Q&A with Keith Law, ESPN Senior Writer and Master Chef

Jake: First off, for those who don't know who you are, who is Keith Law?

Keith: I'm Batman.

Or, more accurately, I'm a senior baseball writer for ESPN.com and ESPN Scouts Inc. My mandate is to provide scouting-based analyses of players and teams, from the majors through the minors to the top amateur players. I spent four years in the front office of the Toronto Blue Jays, joining as the stats guy but learning the fundamentals of traditional evaluations from some of my co-workers while I was there. I'm also passionate about food - both cooking it and eating it - and an avid fiction reader, especially classic literature.

JL: If an owner of a baseball team called you up and offered you a GMing job or a senior advisor job, would you be interested in doing that again? Would it depend on the job or has the time away from being in the front offices make it harder?

KL: I don't like to rule anything out, since my last two job moves have been substantial changes for me, but I haven't pursued any front-office jobs since joining ESPN, nor do I expect to. If something comes to me, I'll explore it, and it will come down to the specific responsibilities of the role and, more importantly given my experience in Toronto, the people for whom I'd be working.

• **INFORMATION PROVIDED**:

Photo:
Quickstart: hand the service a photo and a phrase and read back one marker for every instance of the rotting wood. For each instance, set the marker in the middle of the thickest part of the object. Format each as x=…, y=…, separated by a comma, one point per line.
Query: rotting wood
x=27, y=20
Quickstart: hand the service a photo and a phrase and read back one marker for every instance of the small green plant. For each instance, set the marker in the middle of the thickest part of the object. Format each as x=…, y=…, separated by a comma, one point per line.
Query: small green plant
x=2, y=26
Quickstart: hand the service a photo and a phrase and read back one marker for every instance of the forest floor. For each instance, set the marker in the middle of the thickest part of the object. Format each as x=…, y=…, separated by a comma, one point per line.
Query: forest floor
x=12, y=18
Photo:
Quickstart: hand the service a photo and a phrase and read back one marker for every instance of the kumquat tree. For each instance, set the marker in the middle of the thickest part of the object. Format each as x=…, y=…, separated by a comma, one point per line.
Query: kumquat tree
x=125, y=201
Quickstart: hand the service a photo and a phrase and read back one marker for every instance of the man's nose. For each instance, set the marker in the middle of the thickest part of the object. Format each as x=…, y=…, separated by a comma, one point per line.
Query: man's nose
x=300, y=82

• **JOB**: Carry on the interview with Keith Law from the end of his last answer and write what follows.

• **RESULT FOR THIS TASK**:
JL: The Rays had a very eventful offseason, how much did this close the gap between the Rays and Boston/New York or even the Jays and 3rd or 4th place?

KL: I could see them finishing in third, but I think the odds are against it. Toronto would be close to favorites to win the AL West and probably the favorites in the NL Central or West, because their run prevention is going to be among the best in baseball. Their offense will keep them out of the playoffs, but they're a good bet to win 85+; how likely is Tampa to get to that mark, given the thin nature of their pitching staff? It would require either outstanding pitcher health, or early arrivals from Price, Davis, etc. Possible, but not likely.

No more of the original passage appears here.